Items from a dataset
....

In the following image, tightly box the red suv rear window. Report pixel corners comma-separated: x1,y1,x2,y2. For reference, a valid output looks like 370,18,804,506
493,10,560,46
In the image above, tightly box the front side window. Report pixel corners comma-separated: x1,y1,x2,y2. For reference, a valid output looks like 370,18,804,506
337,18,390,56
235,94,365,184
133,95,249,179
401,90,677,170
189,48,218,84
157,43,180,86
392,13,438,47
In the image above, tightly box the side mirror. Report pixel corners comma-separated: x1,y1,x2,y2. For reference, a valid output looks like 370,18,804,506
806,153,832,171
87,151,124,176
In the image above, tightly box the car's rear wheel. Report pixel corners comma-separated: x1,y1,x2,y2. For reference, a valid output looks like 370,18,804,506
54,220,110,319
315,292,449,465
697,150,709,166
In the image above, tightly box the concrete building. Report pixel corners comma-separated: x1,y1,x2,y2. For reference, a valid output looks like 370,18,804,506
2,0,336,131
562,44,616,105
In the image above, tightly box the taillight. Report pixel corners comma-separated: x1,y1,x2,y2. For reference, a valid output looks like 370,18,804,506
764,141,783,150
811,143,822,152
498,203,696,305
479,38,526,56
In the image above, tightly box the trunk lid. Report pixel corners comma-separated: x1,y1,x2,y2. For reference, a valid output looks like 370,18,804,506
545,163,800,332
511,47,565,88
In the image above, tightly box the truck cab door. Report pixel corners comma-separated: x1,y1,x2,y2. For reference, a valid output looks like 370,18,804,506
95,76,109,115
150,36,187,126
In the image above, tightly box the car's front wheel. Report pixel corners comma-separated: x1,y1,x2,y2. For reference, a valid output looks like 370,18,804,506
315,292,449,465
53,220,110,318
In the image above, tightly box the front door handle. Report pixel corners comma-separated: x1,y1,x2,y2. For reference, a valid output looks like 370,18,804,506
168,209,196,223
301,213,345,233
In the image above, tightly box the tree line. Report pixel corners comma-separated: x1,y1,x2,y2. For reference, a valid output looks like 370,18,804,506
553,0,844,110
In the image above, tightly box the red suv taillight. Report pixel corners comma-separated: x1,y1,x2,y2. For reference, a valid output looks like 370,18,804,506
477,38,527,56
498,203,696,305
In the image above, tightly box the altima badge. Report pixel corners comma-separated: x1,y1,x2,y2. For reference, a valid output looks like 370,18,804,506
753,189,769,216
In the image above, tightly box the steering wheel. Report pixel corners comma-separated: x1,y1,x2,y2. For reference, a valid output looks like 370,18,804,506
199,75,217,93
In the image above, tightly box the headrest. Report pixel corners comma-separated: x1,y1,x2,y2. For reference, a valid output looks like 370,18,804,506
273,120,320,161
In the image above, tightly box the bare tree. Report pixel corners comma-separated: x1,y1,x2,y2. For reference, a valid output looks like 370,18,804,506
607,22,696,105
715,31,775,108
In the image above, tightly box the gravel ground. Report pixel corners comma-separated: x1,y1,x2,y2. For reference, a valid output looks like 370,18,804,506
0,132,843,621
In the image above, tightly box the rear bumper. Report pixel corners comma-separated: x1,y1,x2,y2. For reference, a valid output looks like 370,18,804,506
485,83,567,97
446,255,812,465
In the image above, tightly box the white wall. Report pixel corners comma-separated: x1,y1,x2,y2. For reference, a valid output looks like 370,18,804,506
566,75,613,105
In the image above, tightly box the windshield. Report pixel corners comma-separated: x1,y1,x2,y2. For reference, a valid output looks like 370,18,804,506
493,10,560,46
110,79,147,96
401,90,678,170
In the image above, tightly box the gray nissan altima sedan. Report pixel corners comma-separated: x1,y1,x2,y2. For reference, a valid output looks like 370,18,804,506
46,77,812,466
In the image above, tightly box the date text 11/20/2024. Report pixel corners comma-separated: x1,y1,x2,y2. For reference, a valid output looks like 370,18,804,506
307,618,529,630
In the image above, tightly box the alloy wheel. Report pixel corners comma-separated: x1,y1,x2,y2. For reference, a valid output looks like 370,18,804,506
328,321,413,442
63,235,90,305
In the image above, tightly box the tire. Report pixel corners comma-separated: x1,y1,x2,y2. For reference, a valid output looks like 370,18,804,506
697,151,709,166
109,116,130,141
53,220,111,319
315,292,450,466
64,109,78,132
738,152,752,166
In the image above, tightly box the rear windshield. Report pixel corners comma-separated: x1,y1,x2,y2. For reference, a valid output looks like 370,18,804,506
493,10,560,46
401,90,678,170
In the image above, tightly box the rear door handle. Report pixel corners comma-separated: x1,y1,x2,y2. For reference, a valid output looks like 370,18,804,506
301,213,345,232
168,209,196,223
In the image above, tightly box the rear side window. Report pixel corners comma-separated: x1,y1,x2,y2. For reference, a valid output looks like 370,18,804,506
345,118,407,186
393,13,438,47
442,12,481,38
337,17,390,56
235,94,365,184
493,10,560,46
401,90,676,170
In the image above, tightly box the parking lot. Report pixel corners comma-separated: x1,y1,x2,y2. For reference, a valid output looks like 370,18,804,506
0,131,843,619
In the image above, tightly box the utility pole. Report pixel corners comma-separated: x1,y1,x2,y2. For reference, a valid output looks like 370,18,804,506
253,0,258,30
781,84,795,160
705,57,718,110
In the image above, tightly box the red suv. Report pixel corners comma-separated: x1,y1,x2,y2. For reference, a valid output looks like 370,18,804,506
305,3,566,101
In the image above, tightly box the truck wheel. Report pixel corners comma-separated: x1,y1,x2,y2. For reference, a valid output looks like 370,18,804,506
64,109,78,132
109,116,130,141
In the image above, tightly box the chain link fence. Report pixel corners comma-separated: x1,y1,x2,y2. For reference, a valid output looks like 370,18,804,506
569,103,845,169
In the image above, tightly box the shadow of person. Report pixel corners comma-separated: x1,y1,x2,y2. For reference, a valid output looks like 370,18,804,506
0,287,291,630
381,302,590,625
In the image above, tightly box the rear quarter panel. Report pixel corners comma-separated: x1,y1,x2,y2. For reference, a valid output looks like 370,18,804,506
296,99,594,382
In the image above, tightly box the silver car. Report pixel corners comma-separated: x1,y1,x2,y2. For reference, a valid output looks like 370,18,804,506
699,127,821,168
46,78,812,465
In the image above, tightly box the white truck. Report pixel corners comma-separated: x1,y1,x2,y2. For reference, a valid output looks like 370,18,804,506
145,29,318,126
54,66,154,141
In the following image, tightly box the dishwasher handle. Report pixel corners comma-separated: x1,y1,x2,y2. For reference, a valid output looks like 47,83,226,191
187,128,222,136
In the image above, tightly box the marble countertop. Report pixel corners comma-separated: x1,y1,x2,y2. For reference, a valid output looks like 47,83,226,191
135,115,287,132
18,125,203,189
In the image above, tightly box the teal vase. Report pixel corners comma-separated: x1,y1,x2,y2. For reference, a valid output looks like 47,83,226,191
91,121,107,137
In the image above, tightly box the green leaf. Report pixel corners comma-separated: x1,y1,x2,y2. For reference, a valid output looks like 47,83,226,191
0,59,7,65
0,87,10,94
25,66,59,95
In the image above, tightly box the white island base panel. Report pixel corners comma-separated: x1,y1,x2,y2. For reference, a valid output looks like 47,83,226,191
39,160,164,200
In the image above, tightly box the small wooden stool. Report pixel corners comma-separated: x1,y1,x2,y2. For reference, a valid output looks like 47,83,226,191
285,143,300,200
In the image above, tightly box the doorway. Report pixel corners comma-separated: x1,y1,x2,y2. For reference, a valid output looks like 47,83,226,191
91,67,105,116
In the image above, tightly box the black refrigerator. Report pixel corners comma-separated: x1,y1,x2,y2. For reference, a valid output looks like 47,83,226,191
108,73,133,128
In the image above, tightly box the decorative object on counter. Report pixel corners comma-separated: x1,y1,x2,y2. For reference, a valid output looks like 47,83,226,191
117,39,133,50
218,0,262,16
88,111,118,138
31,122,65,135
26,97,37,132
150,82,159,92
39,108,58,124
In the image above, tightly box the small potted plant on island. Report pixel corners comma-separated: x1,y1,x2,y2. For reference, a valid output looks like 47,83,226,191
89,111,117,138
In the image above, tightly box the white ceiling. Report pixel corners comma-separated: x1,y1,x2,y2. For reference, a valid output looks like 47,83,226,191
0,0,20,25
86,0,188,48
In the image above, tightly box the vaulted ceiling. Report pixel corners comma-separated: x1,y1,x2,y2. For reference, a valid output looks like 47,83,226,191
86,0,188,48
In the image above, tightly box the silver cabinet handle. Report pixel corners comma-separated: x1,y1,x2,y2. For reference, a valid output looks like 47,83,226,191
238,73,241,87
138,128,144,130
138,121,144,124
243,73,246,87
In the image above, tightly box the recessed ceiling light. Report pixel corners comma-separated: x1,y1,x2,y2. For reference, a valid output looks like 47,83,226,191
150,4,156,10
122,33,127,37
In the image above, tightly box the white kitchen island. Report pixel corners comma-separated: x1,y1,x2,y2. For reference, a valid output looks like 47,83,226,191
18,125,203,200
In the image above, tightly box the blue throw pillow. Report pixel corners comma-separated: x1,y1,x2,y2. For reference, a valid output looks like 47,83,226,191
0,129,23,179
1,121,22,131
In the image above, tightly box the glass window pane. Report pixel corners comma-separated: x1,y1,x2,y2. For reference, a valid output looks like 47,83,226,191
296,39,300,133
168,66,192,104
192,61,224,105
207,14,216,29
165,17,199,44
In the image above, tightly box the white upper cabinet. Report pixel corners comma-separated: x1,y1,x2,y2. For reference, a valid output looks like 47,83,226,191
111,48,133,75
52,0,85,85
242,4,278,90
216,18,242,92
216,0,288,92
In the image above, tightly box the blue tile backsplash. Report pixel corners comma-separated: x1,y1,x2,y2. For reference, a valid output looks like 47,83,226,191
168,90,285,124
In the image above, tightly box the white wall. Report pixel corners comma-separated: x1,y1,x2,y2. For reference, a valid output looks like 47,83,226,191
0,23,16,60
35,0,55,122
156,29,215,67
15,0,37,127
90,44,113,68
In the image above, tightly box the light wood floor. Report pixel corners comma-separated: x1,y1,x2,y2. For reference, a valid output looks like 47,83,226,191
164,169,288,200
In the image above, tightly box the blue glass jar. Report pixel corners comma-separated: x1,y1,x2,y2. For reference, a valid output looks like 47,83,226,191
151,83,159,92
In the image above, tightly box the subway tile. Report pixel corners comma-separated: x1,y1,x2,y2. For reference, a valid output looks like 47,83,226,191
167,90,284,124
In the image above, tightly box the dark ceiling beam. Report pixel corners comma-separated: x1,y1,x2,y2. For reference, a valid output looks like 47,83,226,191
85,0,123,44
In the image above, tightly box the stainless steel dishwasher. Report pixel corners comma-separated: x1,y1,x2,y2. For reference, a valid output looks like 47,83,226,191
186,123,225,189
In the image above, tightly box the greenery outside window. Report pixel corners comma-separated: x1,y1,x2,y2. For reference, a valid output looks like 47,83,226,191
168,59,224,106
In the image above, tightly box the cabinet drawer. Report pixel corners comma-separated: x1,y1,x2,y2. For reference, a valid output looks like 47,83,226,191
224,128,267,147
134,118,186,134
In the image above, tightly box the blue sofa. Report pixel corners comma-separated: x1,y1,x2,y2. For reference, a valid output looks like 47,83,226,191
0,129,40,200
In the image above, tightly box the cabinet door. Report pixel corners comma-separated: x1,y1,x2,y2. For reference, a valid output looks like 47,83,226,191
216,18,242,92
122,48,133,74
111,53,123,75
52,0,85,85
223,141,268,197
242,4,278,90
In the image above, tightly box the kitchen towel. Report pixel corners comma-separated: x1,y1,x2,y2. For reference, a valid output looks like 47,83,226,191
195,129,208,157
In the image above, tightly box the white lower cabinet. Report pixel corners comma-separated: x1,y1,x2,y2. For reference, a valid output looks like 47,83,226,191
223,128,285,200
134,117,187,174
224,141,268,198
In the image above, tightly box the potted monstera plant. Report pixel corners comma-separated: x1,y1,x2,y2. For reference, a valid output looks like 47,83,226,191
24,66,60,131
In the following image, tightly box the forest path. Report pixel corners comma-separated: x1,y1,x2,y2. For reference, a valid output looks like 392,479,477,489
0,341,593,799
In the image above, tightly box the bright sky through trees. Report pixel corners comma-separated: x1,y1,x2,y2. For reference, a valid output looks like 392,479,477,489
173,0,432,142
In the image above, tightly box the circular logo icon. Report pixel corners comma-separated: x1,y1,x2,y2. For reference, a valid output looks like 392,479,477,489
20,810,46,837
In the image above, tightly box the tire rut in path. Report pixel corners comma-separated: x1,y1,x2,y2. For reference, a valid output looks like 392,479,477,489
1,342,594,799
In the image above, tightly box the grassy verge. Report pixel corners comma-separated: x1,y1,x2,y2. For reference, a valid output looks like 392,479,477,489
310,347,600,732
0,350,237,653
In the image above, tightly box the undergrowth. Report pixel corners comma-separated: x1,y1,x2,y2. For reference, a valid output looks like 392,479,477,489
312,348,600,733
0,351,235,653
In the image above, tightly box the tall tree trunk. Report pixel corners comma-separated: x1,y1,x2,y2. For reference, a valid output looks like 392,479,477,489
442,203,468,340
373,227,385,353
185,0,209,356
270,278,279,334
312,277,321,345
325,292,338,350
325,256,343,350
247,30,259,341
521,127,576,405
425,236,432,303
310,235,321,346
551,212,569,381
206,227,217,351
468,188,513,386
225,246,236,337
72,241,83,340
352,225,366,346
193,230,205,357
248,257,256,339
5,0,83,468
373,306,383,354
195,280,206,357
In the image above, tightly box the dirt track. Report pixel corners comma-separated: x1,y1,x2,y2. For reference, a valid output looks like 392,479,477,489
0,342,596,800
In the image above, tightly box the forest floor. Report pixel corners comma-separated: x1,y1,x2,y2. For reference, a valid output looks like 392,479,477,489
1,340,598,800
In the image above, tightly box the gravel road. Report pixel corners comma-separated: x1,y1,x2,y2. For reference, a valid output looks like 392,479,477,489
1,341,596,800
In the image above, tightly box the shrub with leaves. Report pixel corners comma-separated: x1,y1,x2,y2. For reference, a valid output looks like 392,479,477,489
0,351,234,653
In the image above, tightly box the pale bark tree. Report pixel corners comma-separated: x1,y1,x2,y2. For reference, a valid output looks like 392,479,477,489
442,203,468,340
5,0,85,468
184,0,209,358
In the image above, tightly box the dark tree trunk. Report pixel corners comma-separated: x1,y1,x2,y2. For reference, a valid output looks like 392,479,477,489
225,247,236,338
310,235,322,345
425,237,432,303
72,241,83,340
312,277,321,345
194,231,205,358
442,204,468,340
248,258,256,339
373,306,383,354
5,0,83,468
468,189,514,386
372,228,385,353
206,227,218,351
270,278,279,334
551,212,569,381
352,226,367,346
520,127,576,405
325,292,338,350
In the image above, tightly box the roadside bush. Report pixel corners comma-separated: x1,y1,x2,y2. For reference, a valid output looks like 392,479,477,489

....

Print exactly the lines of the records from the one containing "In the image above, tightly box the dark tree" through the end, and nothing besides them.

Answer to this problem =
In the image above, tightly box the dark tree trunk. Report pixel corners comma-separated: x1,y1,x2,y2. For reference, a valid output looks like 392,479,477,489
225,247,236,338
310,235,322,345
425,237,432,303
72,241,83,340
312,277,321,345
194,231,205,358
442,204,468,340
248,258,256,339
373,306,383,354
5,0,83,468
468,189,514,386
372,228,385,353
206,227,218,351
270,278,279,334
551,212,569,381
352,226,367,346
520,127,576,405
325,292,338,350
In the image above, tightly box the roadside bush. Report pixel corners comma-separated: x1,y1,x2,y2. For reference, a valid output looks like 392,479,477,489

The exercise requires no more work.